Answer these questions about the passage on the self-advocacy slogan, one per line:
1. Who is named as President of The Autistic Self Advocacy Network?
2. Which political party does the writer say springs to mind?
3. How many years of experience does the writer claim?

Document passage:
════════════════
Thank you to all of you who have made this victory possible. Remember: "Nothing About Us, Without Us!"

Regards,
Ari Ne'eman
The Autistic Self Advocacy Network, President
http://www.autisticadvocacy.org
info@autisticadvocacy.org
732.763.5530


When you think about it, "Nothing About Us, Without Us" is a pretty damn good slogan for anyone. In our particular socio-political context - well, the Democratic Party springs to mind. The whole idea of "superdelegates" who's entire role at the convention is to suppress any outbreak of democracy is endemic of an authoritarian mindset.

Or if you prefer an apt literary reference - "All pigs are equal, but some are more equal than others." I'd agree - if you are speaking of porcine volunteers for the role of luncheon meat. If I WERE a member of the Democratic Party - and I have a rather too much self-respect for that - my driving goal at the moment would be to purge the party of every authoritarian sonofabitch who thought it was a good idea to "organize" it in the same way the Republicans organized theirs.

Personally, whether it's Mommy or Daddy claiming to know best - well, I got fifty years of experience and a millennium of well-documented history that says they don't. Yes, folks, I did indeed start learning this lesson in infancy.
════════════════
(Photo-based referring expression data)
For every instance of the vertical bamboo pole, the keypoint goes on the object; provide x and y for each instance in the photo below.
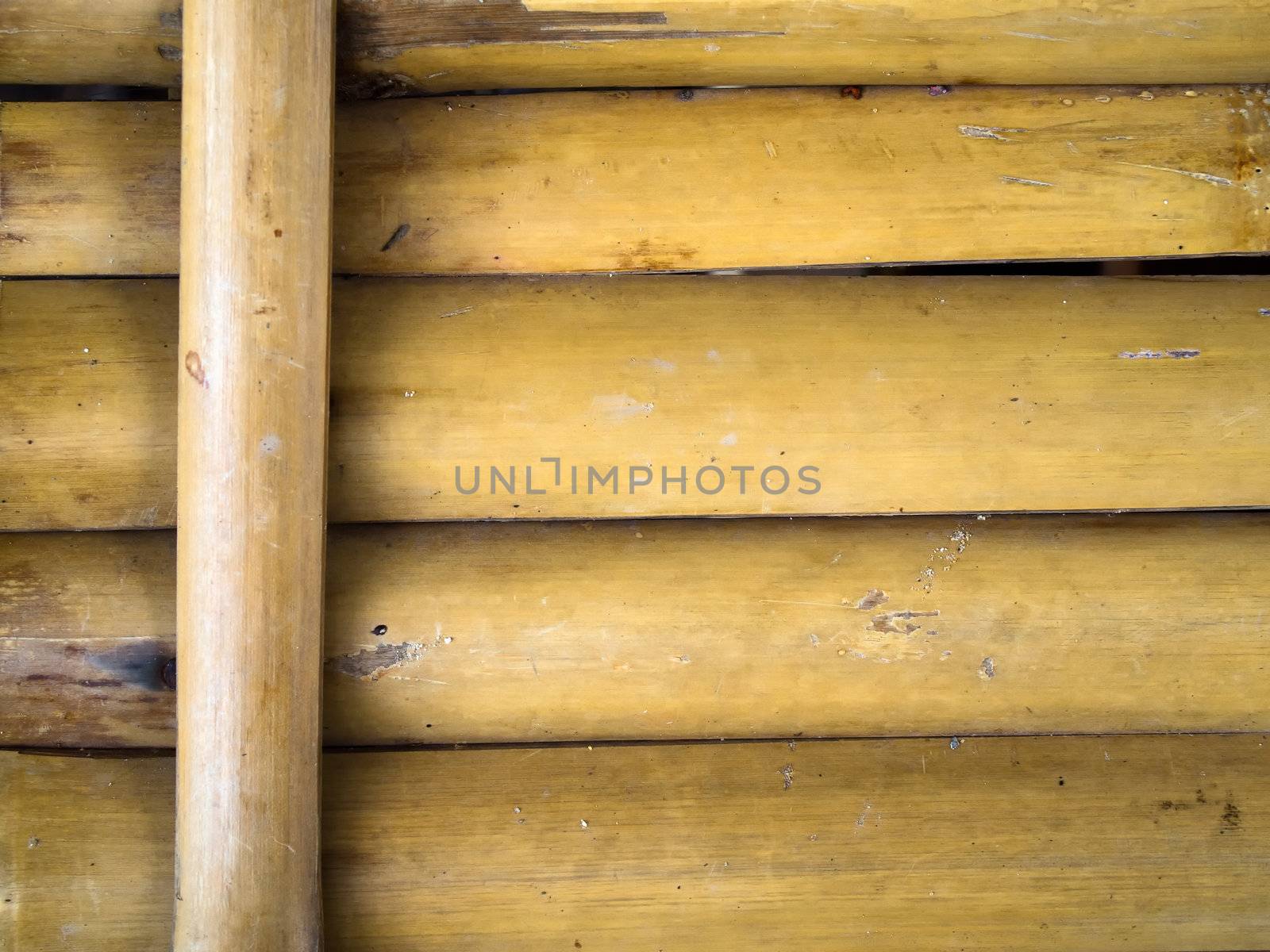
(252, 471)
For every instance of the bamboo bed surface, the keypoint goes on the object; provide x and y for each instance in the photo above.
(1033, 843)
(908, 395)
(721, 179)
(410, 46)
(683, 628)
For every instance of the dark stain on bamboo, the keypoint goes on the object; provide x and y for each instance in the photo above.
(381, 29)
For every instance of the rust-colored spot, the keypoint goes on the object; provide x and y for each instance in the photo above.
(194, 368)
(873, 598)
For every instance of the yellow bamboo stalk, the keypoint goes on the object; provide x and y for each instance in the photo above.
(252, 446)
════════════════
Completed exercise:
1. Ari Ne'eman
2. The Democratic Party
3. Fifty years